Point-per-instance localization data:

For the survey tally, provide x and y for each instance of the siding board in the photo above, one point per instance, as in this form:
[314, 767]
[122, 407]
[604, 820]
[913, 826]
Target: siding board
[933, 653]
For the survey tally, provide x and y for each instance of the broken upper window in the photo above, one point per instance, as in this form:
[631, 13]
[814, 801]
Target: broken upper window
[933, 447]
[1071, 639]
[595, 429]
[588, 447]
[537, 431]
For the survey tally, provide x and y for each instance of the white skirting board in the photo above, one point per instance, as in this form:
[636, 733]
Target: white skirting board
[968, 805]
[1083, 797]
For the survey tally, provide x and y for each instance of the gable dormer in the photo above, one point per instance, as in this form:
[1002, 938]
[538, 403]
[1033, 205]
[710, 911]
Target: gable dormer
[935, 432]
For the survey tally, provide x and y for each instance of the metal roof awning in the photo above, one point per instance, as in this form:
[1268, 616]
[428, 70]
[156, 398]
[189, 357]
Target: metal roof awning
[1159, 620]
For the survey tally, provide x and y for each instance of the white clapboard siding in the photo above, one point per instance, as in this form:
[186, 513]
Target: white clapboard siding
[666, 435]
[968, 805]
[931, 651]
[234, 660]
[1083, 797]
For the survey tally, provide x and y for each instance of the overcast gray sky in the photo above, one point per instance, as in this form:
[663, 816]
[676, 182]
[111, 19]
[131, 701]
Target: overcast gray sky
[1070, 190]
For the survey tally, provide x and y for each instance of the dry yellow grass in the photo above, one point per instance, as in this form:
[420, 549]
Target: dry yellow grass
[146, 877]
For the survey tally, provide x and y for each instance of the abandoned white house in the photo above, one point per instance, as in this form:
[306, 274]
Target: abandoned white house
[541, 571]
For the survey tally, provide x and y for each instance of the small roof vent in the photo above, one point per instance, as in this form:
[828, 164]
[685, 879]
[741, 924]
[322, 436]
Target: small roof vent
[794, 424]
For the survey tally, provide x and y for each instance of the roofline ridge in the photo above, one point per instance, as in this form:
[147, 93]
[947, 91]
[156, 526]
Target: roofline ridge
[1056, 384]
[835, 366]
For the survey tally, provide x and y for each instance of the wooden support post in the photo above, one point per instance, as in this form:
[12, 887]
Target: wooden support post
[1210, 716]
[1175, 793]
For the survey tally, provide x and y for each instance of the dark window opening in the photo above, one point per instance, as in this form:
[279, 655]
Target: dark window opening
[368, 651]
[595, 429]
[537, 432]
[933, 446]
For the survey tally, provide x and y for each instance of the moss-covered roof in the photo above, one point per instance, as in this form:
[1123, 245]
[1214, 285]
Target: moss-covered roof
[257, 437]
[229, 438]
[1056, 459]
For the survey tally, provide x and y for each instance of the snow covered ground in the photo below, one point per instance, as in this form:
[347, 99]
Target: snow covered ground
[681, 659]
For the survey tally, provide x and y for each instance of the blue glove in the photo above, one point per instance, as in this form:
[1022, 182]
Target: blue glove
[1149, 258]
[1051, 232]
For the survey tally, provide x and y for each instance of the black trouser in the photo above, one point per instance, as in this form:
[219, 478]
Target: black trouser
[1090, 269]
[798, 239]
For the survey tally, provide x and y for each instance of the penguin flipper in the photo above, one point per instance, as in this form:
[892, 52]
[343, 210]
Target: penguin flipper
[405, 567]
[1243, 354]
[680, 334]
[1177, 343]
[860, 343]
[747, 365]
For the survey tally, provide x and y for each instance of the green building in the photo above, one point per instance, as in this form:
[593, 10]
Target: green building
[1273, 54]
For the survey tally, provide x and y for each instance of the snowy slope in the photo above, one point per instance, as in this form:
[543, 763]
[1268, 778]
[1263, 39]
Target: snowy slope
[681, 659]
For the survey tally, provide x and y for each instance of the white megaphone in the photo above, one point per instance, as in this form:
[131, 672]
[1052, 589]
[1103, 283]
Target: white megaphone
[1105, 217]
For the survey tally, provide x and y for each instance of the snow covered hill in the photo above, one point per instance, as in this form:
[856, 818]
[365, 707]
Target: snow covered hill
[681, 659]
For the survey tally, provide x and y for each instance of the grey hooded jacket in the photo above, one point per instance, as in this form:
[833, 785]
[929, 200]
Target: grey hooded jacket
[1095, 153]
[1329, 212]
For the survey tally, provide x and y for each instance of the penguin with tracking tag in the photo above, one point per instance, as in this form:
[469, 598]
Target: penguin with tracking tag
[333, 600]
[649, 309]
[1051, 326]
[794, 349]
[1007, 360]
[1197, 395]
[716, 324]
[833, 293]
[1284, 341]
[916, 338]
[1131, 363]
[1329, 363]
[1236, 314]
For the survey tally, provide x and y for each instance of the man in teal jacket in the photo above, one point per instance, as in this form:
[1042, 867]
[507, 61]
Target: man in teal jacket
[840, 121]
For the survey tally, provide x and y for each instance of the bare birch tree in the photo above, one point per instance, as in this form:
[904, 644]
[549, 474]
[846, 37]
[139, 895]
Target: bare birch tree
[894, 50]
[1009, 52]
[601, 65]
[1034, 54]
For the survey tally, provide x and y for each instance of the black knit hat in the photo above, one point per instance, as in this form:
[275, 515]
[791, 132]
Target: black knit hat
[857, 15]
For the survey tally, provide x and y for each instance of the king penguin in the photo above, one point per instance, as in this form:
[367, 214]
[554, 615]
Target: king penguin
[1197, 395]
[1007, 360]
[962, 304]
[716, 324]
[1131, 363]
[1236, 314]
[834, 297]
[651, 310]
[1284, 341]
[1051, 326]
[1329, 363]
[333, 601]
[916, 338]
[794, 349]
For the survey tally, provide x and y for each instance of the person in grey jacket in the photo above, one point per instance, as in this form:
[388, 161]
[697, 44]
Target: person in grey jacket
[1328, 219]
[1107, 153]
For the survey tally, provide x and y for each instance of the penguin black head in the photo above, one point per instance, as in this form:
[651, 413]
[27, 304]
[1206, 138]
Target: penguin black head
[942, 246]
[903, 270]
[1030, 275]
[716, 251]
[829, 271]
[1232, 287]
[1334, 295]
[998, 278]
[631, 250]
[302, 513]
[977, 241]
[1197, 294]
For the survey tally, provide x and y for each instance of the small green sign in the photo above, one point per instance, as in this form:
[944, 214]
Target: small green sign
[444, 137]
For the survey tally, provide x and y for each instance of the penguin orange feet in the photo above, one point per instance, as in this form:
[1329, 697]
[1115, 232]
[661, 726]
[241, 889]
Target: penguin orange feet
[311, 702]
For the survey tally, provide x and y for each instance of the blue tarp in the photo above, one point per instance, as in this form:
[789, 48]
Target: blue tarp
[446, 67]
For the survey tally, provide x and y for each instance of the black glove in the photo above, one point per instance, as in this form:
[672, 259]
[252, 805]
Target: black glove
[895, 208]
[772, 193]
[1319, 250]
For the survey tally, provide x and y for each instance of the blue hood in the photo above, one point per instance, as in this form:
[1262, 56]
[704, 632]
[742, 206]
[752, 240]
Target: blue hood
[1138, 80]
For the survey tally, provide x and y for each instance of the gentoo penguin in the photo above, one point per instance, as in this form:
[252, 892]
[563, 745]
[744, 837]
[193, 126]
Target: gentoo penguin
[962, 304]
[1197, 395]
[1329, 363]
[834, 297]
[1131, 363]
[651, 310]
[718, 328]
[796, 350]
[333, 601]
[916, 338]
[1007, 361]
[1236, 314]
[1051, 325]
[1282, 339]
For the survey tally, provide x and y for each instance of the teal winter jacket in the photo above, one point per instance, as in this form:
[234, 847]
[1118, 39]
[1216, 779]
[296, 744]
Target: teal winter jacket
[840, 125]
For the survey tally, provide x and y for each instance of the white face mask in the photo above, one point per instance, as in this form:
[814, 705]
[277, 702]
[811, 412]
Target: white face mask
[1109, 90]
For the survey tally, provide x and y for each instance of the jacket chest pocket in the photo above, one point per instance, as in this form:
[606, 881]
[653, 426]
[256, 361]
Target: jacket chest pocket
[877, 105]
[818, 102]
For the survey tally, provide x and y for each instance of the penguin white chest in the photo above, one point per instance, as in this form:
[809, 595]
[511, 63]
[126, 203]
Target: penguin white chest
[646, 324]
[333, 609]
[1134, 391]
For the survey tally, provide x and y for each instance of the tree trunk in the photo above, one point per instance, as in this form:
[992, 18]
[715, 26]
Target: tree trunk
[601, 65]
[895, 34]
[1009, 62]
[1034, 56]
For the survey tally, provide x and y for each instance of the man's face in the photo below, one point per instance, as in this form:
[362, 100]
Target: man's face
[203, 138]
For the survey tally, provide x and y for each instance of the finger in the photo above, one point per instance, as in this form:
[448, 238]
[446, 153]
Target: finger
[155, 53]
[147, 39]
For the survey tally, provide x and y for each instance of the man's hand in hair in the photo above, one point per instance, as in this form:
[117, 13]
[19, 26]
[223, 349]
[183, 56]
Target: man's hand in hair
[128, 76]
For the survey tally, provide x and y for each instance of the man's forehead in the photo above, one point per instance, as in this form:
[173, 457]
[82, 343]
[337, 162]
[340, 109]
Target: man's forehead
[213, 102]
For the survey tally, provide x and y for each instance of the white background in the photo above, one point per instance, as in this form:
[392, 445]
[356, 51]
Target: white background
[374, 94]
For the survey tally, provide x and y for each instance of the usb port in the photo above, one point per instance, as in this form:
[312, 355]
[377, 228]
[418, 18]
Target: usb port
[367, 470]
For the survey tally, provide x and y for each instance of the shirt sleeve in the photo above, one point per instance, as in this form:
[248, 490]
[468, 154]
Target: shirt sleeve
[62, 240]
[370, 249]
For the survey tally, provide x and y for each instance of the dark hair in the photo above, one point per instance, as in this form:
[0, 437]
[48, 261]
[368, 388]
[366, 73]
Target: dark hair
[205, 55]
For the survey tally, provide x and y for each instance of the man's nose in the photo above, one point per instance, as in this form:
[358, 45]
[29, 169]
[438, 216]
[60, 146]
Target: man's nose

Task directions
State how many lines in the entries above hold the word "below", with no further text.

Exercise response
2